- [The problem] Below this sentence is a listing; return exactly its lines from the one with "Keep to two rules. Tag each instance of the rock partridge" to the one with "x=326 y=128", both kept, and nothing more.
=== Section Start ===
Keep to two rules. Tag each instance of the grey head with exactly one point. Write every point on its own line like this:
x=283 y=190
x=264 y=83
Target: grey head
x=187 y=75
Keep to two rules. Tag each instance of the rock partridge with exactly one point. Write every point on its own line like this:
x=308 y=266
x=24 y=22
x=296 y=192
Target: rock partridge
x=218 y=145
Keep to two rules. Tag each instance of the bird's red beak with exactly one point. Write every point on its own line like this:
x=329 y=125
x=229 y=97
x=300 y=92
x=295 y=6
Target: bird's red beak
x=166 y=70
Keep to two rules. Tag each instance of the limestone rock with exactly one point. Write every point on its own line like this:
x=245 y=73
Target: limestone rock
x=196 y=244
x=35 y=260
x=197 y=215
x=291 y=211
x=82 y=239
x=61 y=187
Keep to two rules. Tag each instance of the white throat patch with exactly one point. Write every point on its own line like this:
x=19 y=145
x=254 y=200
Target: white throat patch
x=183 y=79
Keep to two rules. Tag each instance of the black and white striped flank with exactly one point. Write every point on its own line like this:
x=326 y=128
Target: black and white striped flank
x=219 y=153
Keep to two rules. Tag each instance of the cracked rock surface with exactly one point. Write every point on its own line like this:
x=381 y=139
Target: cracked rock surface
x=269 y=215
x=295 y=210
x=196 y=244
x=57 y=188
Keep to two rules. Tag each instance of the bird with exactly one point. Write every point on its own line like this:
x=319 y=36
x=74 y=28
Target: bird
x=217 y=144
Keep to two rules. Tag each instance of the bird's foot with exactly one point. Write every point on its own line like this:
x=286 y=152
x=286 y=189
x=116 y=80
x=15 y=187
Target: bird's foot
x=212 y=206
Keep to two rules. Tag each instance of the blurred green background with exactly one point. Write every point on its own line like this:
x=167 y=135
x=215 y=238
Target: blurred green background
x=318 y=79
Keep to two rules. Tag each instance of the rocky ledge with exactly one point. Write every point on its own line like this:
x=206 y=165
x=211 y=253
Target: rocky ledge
=== Section End ===
- [Completed task]
Keep to two rules. Tag each instance of the rock partridge with exactly one point. Write every point on its own line like this:
x=308 y=266
x=24 y=22
x=296 y=192
Target: rock partridge
x=218 y=145
Keep to two rules. Tag each instance of the bird's red beak with exactly one point. Write every point on its own line like this:
x=329 y=125
x=229 y=97
x=300 y=92
x=295 y=6
Target: bird's red beak
x=166 y=70
Keep to two rules. Tag each instance of the limestone rock with exactly one point. Write every point on its own line like this:
x=245 y=73
Target: limestone rock
x=196 y=244
x=35 y=260
x=197 y=215
x=291 y=211
x=82 y=239
x=61 y=187
Keep to two rules. Tag each instance of the white throat patch with exactly one point. Write every point on its own line like this:
x=19 y=145
x=254 y=200
Target: white throat patch
x=183 y=79
Keep to two rules. Tag each instance of the black and white striped flank with exactly one point. Write every point on its own line like this:
x=326 y=128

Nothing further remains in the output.